REQUIRED WORK:
Copy all of the records below verbatim.
-- Begin ENTRIES SUPPLIED --
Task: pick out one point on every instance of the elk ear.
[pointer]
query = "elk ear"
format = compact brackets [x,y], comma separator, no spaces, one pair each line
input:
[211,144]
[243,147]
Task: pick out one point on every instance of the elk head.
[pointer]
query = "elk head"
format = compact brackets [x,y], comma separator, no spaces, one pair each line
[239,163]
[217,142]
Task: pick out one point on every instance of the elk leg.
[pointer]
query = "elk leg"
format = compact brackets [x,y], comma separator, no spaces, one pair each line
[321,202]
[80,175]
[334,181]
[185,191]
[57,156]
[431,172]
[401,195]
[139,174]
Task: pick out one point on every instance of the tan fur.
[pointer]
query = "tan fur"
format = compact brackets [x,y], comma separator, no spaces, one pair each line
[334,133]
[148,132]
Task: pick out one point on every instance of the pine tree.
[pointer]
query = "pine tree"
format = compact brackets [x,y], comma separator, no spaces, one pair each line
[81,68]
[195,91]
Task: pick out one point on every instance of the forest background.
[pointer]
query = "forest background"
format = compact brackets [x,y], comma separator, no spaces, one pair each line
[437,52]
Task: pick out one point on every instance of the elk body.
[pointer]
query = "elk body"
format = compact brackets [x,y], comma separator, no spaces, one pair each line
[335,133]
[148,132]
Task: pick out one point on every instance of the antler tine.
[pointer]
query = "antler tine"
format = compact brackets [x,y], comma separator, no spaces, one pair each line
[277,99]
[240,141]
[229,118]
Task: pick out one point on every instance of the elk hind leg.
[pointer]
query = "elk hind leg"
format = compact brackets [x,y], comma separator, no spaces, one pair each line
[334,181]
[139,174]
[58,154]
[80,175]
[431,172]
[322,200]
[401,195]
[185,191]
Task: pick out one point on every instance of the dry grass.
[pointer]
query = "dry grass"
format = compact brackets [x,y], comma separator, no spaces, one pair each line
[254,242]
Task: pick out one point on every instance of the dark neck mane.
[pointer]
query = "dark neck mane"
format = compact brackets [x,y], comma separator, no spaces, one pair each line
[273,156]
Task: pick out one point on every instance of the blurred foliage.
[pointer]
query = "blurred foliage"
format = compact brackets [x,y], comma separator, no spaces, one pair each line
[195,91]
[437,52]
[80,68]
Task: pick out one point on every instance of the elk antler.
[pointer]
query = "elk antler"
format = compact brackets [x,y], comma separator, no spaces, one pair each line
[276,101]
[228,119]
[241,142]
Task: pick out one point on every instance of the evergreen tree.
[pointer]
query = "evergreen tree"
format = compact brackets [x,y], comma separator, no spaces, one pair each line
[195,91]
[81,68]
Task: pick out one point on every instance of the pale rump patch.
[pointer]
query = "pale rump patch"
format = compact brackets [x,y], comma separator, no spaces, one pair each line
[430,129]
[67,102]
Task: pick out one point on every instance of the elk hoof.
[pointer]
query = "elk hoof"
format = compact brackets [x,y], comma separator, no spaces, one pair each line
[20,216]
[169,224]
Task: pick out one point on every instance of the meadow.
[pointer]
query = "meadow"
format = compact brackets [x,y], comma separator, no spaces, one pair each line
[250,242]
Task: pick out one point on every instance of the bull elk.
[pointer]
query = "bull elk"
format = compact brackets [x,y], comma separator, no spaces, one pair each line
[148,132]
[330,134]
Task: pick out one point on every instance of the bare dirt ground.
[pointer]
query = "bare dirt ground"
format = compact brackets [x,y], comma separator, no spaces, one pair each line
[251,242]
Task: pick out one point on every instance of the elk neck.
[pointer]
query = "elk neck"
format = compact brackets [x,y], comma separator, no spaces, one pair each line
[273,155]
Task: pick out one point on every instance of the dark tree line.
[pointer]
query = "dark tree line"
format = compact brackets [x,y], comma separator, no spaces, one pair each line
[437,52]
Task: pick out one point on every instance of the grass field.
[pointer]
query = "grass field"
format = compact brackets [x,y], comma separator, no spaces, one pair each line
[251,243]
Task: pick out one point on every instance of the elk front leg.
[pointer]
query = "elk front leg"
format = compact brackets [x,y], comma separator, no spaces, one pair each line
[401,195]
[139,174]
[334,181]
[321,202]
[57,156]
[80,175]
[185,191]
-- End ENTRIES SUPPLIED --
ANSWER TO THIS TASK:
Task: pick out one point on every instance of the elk ear.
[pointer]
query = "elk ear"
format = compact brackets [x,y], comma separator, no spaces, one pair each line
input:
[211,144]
[243,147]
Task: pick out one point on every instance of the elk head.
[pointer]
query = "elk head"
format = compact brackets [x,y], comma separator, no spaces, one pair each line
[239,163]
[217,142]
Task: pick out one point on every instance of the elk leg.
[pointer]
query = "elk leg"
format = compact brackets [x,y], comma separator, no spaces, one pair each line
[321,202]
[80,175]
[334,181]
[185,191]
[57,156]
[431,172]
[401,195]
[139,174]
Task: pick out one point on every instance of the tan fur.
[pointer]
query = "tan fur"
format = compact brackets [x,y], comma separator, no spaces, one pair each line
[334,133]
[148,132]
Task: pick out one point on every instance of the pine tree.
[pointer]
query = "pine tree"
format = compact brackets [x,y], comma separator, no spaces, one pair each line
[81,68]
[195,91]
Task: pick out one point on every instance of the forest background.
[pointer]
query = "forest background"
format = compact brackets [x,y], comma separator, no spaces, one pair each line
[437,52]
Task: pick out one point on every instance of the elk body.
[pointer]
query = "elk body"
format = compact brackets [x,y], comma separator, no spaces, one pair each line
[335,133]
[148,132]
Task: pick out one point on every instance of the antler tine.
[pointer]
query = "antler tine"
format = compact brackets [x,y], comma separator, no spaces, one pair each line
[277,99]
[240,141]
[229,118]
Task: pick out one point on every instance of the elk hind leg.
[pointer]
query = "elk hind leg"
format = compact brackets [x,y], comma separator, no spaces, one pair each line
[334,181]
[139,174]
[58,154]
[80,175]
[431,172]
[322,200]
[401,195]
[185,191]
Task: pick out one point on every instance of the dry grass.
[pointer]
query = "dry grass"
format = compact brackets [x,y], comma separator, no spaces, one pair each line
[254,242]
Task: pick out one point on every instance of the dark neck mane.
[pointer]
query = "dark neck mane"
format = compact brackets [x,y], comma separator, no spaces, one pair each line
[273,156]
Task: pick out one point on every instance of the blurred foliage.
[pointer]
query = "blurred foliage"
format = compact brackets [x,y], comma separator, no spaces, one pair each line
[195,91]
[437,52]
[80,68]
Task: pick out one point on every instance of the elk antler.
[pointer]
query = "elk antler"
format = compact brackets [x,y], comma separator, no spaces, one pair each line
[276,101]
[228,119]
[241,142]
Task: pick out one point on every instance of the evergreen tree.
[pointer]
query = "evergreen tree"
format = compact brackets [x,y], comma separator, no spaces, one pair each line
[195,91]
[81,68]
Task: pick out one point on every instance of the pale rump patch.
[pointer]
query = "pale rump patch"
format = compact brackets [x,y], comma separator, no spaces, one pair each line
[430,129]
[67,102]
Task: pick out one point on every instance of the elk hoof.
[pointer]
query = "elk hoof"
format = compact brackets [x,y], comma separator, no spaces, one pair each line
[20,216]
[169,224]
Task: pick out one point on every instance of the meadow.
[pointer]
query = "meadow"
format = compact brackets [x,y], comma separator, no spaces, one pair each line
[250,242]
Task: pick out one point on every instance of the bull elk.
[pointer]
query = "bull elk"
format = compact brackets [x,y], comma separator, no spaces, one pair each line
[148,132]
[330,134]
Task: pick out one point on every instance of the bare dirt ground.
[pointer]
query = "bare dirt ground"
format = compact brackets [x,y], comma separator, no spaces, one pair each line
[251,242]
Task: pick out one point on every instance of the elk neck.
[pointer]
query = "elk neck"
format = compact brackets [x,y], comma separator, no spaces, one pair each line
[273,155]
Task: pick out one point on every instance of the dark tree line.
[pointer]
query = "dark tree line"
format = compact brackets [x,y], comma separator, no spaces, one pair each line
[437,52]
Task: pick out one point on every instance of the grass field.
[pointer]
query = "grass field"
format = compact brackets [x,y], comma separator, no spaces, one pair each line
[251,243]
Task: pick out one point on every instance of the elk front leg.
[pointer]
query = "elk front leg"
format = compact brackets [x,y], comma separator, no spaces, one pair each line
[401,195]
[139,174]
[334,181]
[321,202]
[57,156]
[80,175]
[185,191]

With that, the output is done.